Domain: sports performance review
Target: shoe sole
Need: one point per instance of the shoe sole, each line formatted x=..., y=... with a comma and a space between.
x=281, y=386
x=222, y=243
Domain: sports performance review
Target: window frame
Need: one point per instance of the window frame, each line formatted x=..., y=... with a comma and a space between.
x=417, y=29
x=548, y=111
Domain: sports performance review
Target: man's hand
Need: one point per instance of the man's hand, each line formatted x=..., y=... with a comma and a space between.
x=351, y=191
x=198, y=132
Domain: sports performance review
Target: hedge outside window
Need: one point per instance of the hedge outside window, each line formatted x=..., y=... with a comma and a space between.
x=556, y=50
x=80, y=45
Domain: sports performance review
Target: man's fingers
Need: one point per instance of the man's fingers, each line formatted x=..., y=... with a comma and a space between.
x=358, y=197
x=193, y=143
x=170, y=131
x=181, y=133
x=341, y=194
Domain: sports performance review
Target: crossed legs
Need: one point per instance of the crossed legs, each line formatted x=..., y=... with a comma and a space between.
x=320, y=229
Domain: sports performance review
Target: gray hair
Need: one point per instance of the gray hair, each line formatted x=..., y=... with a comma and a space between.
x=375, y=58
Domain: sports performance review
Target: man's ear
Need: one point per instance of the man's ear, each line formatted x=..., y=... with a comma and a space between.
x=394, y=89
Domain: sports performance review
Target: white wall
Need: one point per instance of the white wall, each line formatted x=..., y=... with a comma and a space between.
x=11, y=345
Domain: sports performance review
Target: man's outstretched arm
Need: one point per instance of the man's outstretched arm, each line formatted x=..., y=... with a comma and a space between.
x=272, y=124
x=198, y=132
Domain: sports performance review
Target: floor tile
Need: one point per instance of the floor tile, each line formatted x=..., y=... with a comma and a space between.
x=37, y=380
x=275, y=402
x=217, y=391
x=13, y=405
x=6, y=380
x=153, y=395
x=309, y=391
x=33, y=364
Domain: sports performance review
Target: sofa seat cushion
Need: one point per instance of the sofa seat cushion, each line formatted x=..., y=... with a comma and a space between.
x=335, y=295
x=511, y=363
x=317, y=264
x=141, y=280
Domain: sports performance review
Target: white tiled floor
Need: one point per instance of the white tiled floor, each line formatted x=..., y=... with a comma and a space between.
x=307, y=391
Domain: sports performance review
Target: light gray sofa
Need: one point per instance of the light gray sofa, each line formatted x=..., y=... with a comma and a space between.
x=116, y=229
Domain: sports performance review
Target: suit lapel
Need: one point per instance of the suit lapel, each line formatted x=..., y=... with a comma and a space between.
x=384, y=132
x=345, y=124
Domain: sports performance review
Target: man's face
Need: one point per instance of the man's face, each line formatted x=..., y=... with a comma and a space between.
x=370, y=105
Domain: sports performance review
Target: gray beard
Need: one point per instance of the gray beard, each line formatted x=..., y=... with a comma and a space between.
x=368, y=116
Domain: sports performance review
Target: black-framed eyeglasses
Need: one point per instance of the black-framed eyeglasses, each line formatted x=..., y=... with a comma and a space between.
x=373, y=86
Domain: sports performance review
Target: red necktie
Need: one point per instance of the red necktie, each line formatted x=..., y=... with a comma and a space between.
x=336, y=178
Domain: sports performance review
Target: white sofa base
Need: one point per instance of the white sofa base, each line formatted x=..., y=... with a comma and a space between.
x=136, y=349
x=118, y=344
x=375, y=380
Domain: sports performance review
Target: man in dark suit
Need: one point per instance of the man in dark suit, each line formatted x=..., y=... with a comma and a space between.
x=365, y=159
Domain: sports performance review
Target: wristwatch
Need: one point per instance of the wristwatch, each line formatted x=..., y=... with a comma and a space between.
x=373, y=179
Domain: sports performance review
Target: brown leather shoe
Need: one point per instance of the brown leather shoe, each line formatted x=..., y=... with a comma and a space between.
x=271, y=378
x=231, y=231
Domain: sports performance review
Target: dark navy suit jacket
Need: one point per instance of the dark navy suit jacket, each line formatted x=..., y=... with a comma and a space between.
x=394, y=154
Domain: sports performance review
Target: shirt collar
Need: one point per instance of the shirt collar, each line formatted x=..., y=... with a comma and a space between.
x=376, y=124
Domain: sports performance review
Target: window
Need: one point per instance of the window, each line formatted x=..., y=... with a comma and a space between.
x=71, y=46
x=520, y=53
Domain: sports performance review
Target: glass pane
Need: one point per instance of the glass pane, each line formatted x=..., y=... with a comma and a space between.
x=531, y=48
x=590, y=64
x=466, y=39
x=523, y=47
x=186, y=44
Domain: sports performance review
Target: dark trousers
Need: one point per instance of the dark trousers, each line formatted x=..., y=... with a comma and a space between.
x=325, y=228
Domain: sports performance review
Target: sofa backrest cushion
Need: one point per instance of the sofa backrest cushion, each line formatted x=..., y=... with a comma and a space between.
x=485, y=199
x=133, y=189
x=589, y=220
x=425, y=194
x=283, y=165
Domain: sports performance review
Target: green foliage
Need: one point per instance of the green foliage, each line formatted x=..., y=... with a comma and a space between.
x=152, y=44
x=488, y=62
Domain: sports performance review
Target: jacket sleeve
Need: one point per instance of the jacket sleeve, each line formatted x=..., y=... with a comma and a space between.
---
**The request:** Rewrite the stretch from the start of the records through the line containing "x=548, y=111", keeping every request line, and add 94 to each x and y coordinate in the answers. Give only those lines.

**Solution to this exercise:**
Domain: sports performance review
Target: shoe sole
Need: one point per instance of the shoe sole, each line formatted x=..., y=... with a comma and a space between.
x=375, y=480
x=316, y=337
Domain: sports performance review
Target: window frame
Need: one point per instance of the window frame, each line formatted x=..., y=... with a comma and a space between.
x=511, y=123
x=642, y=205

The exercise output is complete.